## Document segment
━━━━━━━━━━━━━━━━

40. The apparatus of claim 18 further comprising communication means coupled at least to said subject based addressing program including at least one protocol engine for encapsulating a network communication protocol for establishing communications regarding said subject using the protocol native to said network.

41. The apparatus of claim 40 wherein said communication means is coupled to each of said application and data publishing processes, and wherein said application and data publishing processes communicate over said network through respective protocol engines using the same communication protocol, and wherein said protocol engines include means for cooperating to implement an intelligent multicast protocol wherein data regarding a particular subject is transmitted over the network using point-to-point communication protocol between the data publishing process and each application process having a current subscription to data on said subject until the number of subscribing application processes exceeds a number of subscriptions wherein point-to-point communications are the most efficient way to send the data, and then for switching automatically to a broadcast communication protocol.

42. The apparatus of claim 41 wherein said protocol engines switch automatically to a reliable broadcast communication protocol when a point-to-point communication protocol is no longer the most efficient way to transmit said data.

43. The apparatus of claim 41 wherein said protocol engines cooperate to implement an intelligent multicast protocol wherein any number of switches between said point-to-point and broadcast protocols may occur depending upon the number of application processes subscribing to said subject at any particular time, and wherein said point-to-point protocol includes reliable point-to-point protocol and said broadcast protocol includes reliable broadcast protocol.

44. The apparatus of claim 40 wherein said communication means is coupled to each of said application and data publishing processes, and wherein said application and data publishing processes communicate over said network through respective protocol engines using the same network communication protocol, and wherein said protocol engines cooperate to implement a reliable broadcast protocol wherein data on a subject is transmitted in discrete messages and wherein the complete reception of all discrete messages of a broadcast data transmission on a subject for which there is an outstanding subscription is verified by the protocol engines coupled to the application and data publishing processes, and any lost or garbled messages are rebroadcast.

45. The apparatus of claim 41 or 44 wherein said protocol engines filter data being transmitted over said network by subject.

46. The apparatus of claim 40 wherein said communication means includes a plurality of different protocol engines, each of which may encapsulate a different network communication protocol.

47. The apparatus of claim 40 wherein at least one said protocol engine supports subject based addressing by filtering incoming data by subject.

48. The apparatus of claim 18 wherein said subject based addressing program further comprises means for issuing a command to establish a subscription communication session with one or more of said data publishing processes capable of supplying data on the requested subject, and wherein said network further comprises transport layer protocol means for transferring data through said data transfer path according to a particular protocol native to said network, and further comprising a service discipline program means for encapsulating a communication protocol program capable of being invoked by said subject based addressing program via said command to establish a subscription communication session on the requested subject, and also for establishing a subscription communication session with one or more of said data publishing processes by invoking said transport layer protocol means and sending thereto data to be transmitted over said network on said subject, said service discipline program means also for sending an appropriate message to said one or more data publishing processes using the appropriate protocol for communicating with said data publishing processes to establish said subscription communication session for data on the requested subject, and also for receiving data on the requested subject and passing said data to said at least one application process which requested said data.

━━━━━━━━━━━━━━━━

## Exercise requirements
1 > According to the patent claims, why do the protocol engines switch from a point-to-point protocol to a broadcast protocol? Answer in one to three sentences.
2 > Rewrite the patent claims from "42. The apparatus" to "transmit said data.", substituting "send" for "transmit".

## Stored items

━━━━━━━━━━━━━━━━

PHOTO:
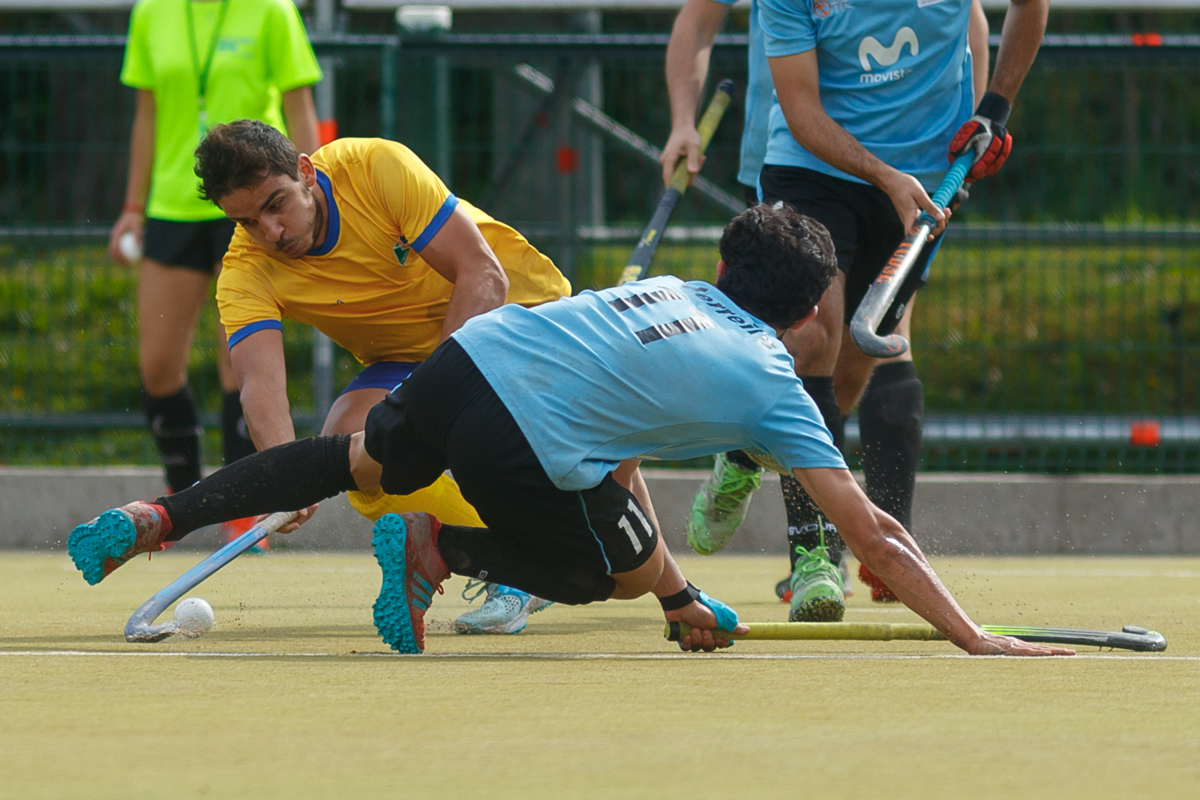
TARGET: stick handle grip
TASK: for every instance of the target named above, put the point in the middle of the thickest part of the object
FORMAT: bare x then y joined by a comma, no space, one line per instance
652,235
887,286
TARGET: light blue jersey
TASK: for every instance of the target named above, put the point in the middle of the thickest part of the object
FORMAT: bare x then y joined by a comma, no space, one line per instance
658,368
760,95
894,73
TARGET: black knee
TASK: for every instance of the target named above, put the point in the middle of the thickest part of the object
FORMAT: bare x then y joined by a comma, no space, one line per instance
175,425
891,417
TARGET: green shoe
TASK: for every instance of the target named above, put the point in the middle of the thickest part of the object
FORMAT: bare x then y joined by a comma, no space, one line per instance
720,505
816,588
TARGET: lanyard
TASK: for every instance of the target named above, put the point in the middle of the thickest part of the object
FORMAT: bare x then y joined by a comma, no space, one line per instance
202,73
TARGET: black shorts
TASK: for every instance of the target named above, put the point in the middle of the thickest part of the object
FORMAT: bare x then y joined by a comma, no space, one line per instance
448,416
864,227
190,245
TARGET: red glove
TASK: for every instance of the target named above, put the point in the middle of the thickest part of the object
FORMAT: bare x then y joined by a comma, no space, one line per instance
988,122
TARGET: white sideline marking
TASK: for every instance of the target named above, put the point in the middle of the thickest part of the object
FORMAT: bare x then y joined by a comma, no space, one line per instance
1055,572
569,656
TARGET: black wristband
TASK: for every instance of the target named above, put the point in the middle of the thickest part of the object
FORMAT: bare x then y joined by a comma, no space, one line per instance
689,595
995,108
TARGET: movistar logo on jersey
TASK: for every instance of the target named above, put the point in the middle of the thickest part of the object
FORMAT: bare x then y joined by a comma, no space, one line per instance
871,48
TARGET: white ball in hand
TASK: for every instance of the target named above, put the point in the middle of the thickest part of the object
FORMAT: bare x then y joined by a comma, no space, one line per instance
195,618
129,246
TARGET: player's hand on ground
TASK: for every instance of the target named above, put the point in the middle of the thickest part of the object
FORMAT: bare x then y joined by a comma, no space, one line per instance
910,199
305,516
991,644
703,623
130,222
684,143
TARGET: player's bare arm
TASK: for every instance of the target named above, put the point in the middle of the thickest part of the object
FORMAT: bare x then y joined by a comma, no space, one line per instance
262,374
981,54
883,545
300,114
799,96
461,256
137,186
687,67
1019,41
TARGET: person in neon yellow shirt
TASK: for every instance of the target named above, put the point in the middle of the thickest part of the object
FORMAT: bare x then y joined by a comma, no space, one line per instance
363,241
195,64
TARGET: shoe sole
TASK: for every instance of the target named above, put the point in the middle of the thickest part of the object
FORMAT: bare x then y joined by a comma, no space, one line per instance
514,625
471,629
819,609
108,536
391,615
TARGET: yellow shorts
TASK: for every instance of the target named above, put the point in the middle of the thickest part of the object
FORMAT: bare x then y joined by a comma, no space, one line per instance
442,499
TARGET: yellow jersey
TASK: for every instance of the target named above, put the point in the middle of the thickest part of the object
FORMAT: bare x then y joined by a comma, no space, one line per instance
366,286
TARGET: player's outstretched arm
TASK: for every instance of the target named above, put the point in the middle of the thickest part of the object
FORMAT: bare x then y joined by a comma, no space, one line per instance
687,67
137,186
460,253
799,96
883,545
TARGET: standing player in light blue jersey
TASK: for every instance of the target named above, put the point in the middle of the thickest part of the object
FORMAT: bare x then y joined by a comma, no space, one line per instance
544,415
875,92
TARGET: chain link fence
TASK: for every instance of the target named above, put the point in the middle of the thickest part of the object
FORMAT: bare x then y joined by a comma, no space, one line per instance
1059,331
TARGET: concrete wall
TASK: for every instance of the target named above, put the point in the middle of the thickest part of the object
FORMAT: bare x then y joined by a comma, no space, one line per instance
955,513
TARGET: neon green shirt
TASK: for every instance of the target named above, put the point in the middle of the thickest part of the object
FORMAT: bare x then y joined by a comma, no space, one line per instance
263,52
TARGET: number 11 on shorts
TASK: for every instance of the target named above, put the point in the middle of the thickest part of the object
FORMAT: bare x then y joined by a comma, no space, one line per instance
623,523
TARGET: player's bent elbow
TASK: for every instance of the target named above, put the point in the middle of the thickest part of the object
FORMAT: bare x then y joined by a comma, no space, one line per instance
879,553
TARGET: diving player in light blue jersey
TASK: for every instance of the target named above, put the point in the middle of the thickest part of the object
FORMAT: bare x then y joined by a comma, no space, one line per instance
545,444
888,425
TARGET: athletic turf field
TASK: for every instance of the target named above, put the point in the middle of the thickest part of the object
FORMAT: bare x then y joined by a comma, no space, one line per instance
292,693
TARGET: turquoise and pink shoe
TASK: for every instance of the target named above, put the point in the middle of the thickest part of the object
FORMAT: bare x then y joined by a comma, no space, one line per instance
115,536
413,570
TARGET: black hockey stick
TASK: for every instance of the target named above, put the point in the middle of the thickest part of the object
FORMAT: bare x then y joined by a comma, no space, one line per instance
651,238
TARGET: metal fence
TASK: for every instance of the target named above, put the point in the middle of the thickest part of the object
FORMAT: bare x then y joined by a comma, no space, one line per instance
1059,328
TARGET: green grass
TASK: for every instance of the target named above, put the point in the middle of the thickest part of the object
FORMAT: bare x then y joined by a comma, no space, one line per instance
1001,328
588,702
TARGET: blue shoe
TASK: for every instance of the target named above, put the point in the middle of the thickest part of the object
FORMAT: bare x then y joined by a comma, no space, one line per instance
112,539
406,548
505,611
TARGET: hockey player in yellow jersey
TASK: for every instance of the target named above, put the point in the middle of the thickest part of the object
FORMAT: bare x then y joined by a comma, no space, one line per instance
366,244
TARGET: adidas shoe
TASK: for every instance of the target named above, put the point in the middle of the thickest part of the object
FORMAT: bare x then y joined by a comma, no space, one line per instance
504,611
720,505
115,536
816,589
413,570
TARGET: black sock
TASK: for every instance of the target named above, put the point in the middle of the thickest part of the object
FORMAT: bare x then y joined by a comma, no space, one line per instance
889,417
743,459
234,433
804,519
487,555
287,477
175,426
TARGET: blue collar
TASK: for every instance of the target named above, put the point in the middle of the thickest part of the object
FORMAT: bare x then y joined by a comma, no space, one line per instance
334,223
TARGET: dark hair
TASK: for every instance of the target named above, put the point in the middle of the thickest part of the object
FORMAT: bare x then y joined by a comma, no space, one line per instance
241,154
778,263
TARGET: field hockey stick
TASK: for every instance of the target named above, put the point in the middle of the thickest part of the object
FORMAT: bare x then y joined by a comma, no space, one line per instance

━━━━━━━━━━━━━━━━

## Task answers
1 > The protocol engines switch once the number of subscribing application processes exceeds the number of subscriptions for which point-to-point communication is the most efficient way to send the data. In other words, point-to-point is no longer the most efficient way to transmit the data.

2 >
42. The apparatus of claim 41 wherein said protocol engines switch automatically to a reliable broadcast communication protocol when a point-to-point communication protocol is no longer the most efficient way to send said data.